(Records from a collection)

§ §

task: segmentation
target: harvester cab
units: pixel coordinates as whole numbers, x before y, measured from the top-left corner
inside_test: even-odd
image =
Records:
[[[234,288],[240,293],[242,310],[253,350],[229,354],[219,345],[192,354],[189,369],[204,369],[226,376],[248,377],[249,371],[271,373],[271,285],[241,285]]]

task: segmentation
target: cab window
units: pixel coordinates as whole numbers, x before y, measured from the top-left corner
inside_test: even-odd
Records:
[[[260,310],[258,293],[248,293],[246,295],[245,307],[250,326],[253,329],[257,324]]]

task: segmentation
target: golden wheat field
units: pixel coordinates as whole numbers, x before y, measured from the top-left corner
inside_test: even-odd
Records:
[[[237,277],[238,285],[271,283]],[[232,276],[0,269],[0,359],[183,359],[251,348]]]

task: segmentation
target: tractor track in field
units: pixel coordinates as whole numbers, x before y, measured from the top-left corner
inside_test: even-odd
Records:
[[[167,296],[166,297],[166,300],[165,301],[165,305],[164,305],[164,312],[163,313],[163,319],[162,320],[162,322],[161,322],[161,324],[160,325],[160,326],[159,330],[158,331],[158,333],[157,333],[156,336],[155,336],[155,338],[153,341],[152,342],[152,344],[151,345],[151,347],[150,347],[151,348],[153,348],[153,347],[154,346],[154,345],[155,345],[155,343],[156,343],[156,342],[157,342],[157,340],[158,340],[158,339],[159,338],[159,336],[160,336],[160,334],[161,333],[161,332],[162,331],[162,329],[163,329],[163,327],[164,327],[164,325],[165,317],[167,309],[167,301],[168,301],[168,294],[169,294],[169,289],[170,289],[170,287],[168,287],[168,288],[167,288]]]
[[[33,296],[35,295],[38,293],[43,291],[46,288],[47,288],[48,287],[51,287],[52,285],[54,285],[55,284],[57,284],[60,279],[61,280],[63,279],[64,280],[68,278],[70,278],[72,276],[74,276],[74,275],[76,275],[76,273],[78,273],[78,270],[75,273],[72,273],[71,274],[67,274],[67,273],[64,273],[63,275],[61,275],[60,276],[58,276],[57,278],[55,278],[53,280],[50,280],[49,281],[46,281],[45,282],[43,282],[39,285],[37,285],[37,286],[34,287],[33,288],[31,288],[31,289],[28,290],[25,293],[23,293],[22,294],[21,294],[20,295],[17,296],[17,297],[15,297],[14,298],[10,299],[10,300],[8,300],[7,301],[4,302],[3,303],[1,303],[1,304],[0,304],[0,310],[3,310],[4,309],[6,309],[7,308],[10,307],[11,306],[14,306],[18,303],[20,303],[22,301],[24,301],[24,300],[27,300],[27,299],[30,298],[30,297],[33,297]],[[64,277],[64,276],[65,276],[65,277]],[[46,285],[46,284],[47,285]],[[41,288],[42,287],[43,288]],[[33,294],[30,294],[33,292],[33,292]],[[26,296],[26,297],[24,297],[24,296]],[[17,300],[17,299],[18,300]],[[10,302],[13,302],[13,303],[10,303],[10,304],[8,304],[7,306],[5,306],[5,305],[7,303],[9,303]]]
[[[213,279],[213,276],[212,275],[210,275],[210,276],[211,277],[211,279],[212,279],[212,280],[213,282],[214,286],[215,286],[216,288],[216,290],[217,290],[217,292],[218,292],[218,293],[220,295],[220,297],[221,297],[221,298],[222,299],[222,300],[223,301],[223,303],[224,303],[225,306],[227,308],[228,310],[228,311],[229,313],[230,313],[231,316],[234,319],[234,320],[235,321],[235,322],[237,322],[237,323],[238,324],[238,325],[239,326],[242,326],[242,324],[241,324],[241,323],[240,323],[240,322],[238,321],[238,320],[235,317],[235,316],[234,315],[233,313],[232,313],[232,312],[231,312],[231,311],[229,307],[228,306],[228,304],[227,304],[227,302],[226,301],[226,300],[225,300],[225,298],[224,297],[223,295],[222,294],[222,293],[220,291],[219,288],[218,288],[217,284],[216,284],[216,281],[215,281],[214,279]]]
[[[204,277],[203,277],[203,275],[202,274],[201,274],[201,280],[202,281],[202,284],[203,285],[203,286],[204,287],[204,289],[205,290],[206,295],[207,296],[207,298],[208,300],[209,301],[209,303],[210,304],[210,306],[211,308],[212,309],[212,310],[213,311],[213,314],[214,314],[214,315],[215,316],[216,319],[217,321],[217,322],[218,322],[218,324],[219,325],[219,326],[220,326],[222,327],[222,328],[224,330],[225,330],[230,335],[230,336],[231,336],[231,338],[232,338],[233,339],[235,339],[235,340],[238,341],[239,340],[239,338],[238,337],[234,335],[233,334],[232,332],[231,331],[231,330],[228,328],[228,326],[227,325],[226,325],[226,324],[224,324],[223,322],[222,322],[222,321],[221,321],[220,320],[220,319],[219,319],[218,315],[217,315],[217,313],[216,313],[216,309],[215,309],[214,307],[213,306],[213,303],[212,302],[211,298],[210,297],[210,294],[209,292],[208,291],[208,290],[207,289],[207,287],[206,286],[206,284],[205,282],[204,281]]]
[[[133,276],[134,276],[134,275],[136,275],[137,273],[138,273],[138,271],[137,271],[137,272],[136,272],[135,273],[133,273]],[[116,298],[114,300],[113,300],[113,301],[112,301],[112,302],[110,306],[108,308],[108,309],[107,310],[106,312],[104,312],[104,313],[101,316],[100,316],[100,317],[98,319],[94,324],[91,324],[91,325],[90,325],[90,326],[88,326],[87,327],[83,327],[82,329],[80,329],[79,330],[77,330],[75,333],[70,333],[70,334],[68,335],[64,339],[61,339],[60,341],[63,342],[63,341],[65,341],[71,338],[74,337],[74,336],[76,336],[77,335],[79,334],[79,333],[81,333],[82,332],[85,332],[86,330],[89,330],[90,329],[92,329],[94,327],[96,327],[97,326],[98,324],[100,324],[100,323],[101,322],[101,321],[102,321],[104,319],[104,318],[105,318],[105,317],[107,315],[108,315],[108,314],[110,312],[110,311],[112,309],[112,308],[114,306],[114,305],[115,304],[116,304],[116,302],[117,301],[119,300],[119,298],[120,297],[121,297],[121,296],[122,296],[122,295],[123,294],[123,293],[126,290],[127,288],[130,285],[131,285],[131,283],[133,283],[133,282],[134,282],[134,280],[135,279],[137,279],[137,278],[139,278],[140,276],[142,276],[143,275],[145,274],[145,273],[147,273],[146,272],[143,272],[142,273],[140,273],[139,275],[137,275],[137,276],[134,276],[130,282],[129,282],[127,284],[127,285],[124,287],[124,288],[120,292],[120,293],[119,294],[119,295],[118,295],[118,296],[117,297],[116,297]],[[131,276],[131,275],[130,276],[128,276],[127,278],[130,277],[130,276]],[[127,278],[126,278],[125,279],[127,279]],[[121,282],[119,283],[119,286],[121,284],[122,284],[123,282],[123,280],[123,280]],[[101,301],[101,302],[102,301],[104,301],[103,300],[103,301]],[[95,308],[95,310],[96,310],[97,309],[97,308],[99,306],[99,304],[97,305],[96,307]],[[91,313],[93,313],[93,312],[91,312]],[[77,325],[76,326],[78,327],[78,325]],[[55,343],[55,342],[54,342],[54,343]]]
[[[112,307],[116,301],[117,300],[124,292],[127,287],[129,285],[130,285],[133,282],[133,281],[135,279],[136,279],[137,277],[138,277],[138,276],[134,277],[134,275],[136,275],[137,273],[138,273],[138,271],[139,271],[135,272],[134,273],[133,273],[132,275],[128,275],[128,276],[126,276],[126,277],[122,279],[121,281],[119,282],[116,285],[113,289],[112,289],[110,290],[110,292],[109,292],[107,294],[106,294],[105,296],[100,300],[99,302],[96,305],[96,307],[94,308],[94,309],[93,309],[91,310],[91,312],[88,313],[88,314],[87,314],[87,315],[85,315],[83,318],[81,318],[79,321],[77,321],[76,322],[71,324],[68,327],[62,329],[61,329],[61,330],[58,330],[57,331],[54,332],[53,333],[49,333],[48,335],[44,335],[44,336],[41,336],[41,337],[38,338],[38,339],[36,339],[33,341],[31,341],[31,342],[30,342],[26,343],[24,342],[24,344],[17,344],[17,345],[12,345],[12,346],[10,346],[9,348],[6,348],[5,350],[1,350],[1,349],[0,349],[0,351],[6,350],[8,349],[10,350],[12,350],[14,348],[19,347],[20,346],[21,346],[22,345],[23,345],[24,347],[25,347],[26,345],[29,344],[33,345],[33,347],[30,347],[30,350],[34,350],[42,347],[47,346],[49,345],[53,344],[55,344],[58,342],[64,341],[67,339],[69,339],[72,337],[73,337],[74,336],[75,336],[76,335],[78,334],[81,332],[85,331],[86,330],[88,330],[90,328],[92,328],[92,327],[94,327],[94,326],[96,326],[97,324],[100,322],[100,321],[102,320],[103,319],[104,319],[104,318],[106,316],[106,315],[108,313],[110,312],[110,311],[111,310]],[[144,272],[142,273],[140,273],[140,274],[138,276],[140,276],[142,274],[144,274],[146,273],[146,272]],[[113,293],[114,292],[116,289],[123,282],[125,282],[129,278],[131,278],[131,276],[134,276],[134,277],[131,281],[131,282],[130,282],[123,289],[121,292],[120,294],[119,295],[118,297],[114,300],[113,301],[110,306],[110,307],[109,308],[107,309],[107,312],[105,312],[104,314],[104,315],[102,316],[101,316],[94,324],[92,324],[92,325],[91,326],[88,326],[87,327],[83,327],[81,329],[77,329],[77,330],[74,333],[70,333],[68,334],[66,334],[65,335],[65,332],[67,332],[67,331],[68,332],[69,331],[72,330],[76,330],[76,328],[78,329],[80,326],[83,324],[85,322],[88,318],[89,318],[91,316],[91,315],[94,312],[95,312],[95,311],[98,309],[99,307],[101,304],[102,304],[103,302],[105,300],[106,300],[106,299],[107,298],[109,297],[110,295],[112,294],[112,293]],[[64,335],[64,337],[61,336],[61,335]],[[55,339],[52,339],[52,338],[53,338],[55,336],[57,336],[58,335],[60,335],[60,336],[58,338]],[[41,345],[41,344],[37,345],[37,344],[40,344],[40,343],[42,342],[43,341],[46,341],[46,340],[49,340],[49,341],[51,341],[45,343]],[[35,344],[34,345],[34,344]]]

§ §

▶ AIM OF THE TASK
Select every line of the material above that contains the word "target".

▶ RIGHT ANSWER
target: harvester cab
target: cab window
target: golden wheat field
target: tractor track in field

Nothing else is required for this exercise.